------ Document text

Why, you may ask, am I telling you this. It's quite simple really: The Kings of Eternity is another typical Eric Brown novel, one that uses an SF staple at its core, yet tells the story through its characters. The cover may suggest interplanetary travel, alien worlds and intelligence, and perhaps even that sense of wonder that SF is known for, but what you will find within the pages of The Kings of Eternity is more personal, but thoroughly science fictional.

The Kings of Eternity is split into two very distinct sections, one focusing on writer Daniel Langham and his secluded life on a small Greek island during 1999 and the other on Jonathon Langham, Edward Vaughan and brothers Jasper & Charles Carnegie in London and the English countryside of 1935. Daniel Langham is a writer who enjoys his privacy, always conscious of people trying to get close to him for an exclusive interview or whatever else he suspects them of. And that is the case when Caroline Platt comes into his life, changing his outlook and once again falling in love. In 1935 Jonathon and Vaughan are also writers, and after a summons to the estate of Jasper Carnegie they discover something beyond wonder that will change their lives, forever.

What struck me when I started The Kings of Eternity was very much the non-sf feel of the book, the characters and the writing. With one small exception you could have been fooled that you were reading a non-genre novel up to 60 or so pages in, and then once the science fictional element comes into play it's there, but sometimes you actually forget it is. Eric Brown has crafted characters that you genuinely want to care about, are interested in their lives and how they deal with the everything that is thrown at them. This is not something that happens in many genre novels where characterisation often takes second place to Big Ideas, but Brown has been bucking that trend for a long time now - The Kings of Eternity is a prime example of a writer at the top of his game.

------------

Goal ▸
Resume the review of The Kings of Eternity, picking up right after its final sentence.

------ Excerpted data

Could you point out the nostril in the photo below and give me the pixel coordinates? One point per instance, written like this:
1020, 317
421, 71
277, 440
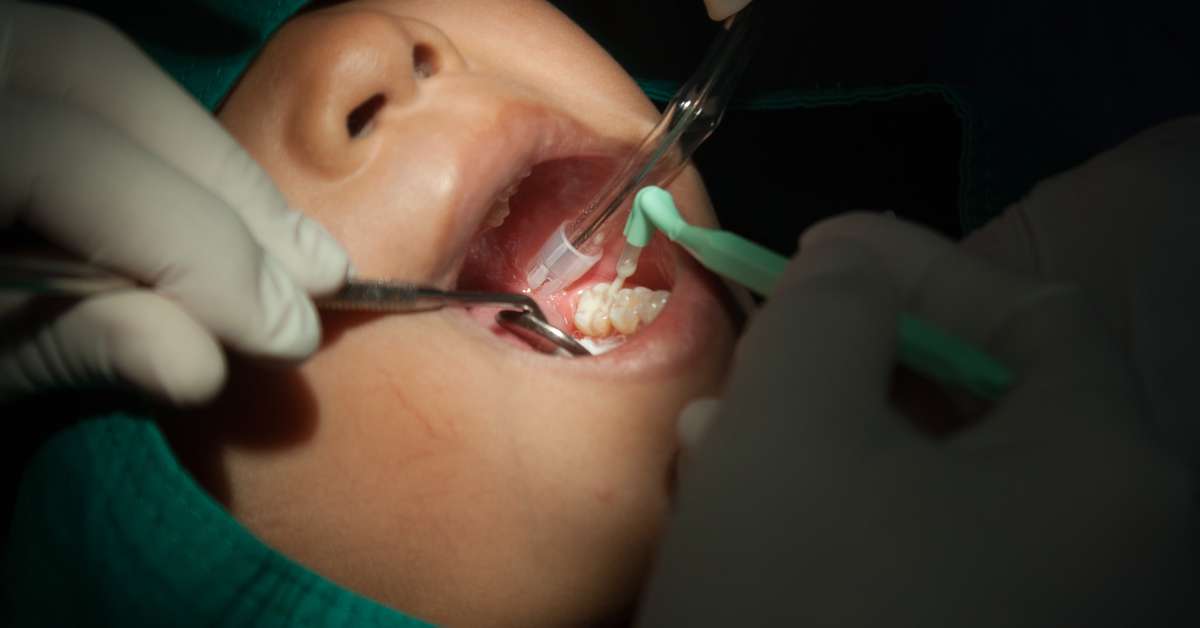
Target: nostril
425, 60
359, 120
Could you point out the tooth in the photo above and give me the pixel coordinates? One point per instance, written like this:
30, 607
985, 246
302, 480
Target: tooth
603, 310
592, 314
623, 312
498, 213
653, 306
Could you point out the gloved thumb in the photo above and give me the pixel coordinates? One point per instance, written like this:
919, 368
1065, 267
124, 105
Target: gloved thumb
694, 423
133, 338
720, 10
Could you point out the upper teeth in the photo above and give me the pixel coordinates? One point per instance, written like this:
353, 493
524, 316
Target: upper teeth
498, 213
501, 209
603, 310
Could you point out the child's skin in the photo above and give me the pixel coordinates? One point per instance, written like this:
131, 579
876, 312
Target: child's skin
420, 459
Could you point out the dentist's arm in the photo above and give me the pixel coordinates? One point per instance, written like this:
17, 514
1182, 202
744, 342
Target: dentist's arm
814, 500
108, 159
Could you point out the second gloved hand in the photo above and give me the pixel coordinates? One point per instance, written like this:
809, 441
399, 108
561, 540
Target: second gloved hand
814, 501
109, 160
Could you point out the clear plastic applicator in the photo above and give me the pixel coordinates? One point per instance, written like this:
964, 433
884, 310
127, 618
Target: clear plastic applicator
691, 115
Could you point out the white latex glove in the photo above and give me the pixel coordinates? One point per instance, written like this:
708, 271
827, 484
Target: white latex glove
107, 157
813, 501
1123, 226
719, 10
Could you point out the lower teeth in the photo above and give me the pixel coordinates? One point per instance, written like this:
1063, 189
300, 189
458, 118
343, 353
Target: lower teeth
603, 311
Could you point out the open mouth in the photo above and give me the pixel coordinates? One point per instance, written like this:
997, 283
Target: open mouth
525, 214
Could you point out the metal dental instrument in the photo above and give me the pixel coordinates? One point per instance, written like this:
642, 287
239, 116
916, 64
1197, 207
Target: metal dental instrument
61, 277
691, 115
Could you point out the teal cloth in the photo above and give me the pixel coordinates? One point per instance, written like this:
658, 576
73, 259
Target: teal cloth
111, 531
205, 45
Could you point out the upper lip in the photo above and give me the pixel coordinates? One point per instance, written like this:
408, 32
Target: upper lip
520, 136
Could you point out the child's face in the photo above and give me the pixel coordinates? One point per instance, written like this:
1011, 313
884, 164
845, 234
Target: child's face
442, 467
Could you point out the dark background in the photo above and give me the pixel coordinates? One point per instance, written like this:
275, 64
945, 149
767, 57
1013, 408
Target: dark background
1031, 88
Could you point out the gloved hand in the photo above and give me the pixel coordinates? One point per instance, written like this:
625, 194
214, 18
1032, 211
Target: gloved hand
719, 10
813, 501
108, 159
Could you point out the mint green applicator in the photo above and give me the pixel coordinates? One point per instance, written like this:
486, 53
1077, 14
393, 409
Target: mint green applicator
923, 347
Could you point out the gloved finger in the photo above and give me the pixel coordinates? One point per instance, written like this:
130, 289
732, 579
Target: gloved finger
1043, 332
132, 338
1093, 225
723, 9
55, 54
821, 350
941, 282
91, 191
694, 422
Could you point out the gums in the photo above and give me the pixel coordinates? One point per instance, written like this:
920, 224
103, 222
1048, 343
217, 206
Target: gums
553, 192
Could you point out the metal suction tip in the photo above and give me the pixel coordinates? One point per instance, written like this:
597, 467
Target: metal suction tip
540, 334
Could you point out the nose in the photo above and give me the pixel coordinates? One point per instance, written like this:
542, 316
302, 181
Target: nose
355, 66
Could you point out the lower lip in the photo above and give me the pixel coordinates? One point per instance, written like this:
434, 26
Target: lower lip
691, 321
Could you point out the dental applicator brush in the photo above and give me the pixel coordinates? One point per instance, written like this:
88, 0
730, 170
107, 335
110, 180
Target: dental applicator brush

------------
------ Excerpted data

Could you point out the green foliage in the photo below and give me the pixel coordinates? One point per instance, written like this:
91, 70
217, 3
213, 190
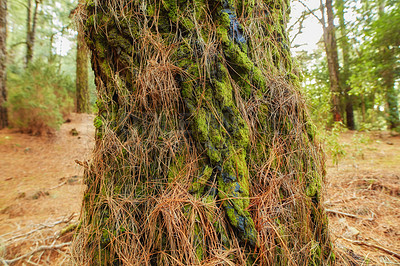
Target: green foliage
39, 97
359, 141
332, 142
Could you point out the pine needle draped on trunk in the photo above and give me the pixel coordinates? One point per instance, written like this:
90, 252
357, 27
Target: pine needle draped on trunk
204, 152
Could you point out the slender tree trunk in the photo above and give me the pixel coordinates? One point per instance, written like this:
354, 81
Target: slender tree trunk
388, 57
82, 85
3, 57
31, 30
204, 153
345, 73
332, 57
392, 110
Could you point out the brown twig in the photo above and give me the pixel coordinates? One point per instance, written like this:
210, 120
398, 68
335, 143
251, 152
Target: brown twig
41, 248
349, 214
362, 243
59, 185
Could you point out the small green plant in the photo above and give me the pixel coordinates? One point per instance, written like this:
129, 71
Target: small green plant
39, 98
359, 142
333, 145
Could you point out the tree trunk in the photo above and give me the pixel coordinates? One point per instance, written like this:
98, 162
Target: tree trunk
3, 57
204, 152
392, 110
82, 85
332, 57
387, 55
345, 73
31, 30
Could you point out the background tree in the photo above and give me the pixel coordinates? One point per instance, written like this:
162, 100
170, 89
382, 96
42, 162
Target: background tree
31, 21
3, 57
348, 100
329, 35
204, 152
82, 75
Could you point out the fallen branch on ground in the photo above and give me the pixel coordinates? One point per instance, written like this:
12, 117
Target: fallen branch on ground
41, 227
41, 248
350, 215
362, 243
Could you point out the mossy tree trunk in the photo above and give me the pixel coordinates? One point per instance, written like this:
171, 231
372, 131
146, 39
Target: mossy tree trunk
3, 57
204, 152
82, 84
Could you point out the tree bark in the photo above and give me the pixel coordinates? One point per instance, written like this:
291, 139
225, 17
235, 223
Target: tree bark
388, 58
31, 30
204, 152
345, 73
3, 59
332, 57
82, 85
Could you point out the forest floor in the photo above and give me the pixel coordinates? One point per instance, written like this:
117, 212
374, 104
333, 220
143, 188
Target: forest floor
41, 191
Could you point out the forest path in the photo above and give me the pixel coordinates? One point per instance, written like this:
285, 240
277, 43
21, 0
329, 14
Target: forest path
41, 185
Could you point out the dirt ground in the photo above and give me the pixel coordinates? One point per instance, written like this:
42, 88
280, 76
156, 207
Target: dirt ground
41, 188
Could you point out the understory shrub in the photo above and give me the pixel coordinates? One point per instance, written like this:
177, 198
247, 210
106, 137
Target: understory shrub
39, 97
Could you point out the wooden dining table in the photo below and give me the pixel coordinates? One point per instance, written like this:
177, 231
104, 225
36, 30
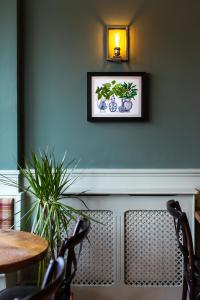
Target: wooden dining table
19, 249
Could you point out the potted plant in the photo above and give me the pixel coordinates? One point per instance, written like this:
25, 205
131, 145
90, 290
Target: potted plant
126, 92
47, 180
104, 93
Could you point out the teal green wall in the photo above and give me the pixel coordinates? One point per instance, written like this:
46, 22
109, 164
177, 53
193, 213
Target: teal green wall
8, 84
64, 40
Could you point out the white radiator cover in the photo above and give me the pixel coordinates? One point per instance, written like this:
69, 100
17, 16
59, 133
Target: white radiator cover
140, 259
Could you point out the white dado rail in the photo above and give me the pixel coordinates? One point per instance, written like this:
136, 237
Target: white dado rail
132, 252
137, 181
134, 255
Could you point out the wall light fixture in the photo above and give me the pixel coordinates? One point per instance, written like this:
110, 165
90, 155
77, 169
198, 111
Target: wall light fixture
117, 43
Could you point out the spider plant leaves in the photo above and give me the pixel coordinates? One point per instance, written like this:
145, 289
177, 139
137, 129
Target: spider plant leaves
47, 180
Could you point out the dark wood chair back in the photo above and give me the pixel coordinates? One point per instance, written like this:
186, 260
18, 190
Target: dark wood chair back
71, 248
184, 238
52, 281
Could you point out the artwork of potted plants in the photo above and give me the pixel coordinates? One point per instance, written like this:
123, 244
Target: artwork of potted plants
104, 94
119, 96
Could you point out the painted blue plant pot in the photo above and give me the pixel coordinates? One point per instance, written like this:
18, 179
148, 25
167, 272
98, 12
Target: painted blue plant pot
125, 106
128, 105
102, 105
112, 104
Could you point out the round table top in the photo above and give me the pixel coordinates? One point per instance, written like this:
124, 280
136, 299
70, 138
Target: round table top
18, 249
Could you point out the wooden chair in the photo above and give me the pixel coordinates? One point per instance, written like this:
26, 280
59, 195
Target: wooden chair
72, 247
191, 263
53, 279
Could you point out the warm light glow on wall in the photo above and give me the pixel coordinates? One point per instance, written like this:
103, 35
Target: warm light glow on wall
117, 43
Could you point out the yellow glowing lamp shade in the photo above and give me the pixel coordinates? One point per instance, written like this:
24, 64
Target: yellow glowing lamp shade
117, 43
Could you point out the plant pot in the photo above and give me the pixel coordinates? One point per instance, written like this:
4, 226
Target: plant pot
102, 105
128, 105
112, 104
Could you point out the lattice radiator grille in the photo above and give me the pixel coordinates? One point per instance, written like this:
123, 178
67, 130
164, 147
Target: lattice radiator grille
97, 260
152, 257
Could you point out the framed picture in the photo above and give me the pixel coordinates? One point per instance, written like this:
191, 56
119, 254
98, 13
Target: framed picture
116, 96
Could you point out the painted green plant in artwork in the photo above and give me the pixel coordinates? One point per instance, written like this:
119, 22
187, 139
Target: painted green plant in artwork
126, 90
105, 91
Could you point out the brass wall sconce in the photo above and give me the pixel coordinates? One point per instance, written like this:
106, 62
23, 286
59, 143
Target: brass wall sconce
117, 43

------------

Solved problem ▸
Daniel Langham comes across very much as the lonely writer desperately trying to keep his privacy, but there is a deeper layer to this that is not immediately apparent. From his early encounters with strangers he is obviously paranoid about something, and this aspect of his past is explored more as the novel progresses. When he meets Caroline he is at odds with himself - his paranoia means he must know she isn't just after the usual stuff, but he desperately wants to ignore this and take things as they come. It's an interesting view into his character that also throws up other trust issues he has, and it's dealt with just right. The times we follow Daniel are the shorter sections for the most part, but they add a much to the story and, in the end, it's clear why.

Jonathon Langham, also a writer, lives in 1935 London, able to live decently off his craft. His relationship with Carla, a stage actress in London, is an on and off affair, not quite leading to a full partnership. But Jonathon's jealousy is his downfall and he can't even see her talking to another man without the beast rearing its ugly head. With his father also ill his friendship with Edward Vaughan and Jasper Carnegie that leads him away from London is just what he needs, and the discovery of a portal from another world in Hopton Wood is only the start. While Jonathon's life in London shows much of his character, it's the events in Hopton Wood and Cranley Grange that are the start, and focus, of The Kings of Eternity.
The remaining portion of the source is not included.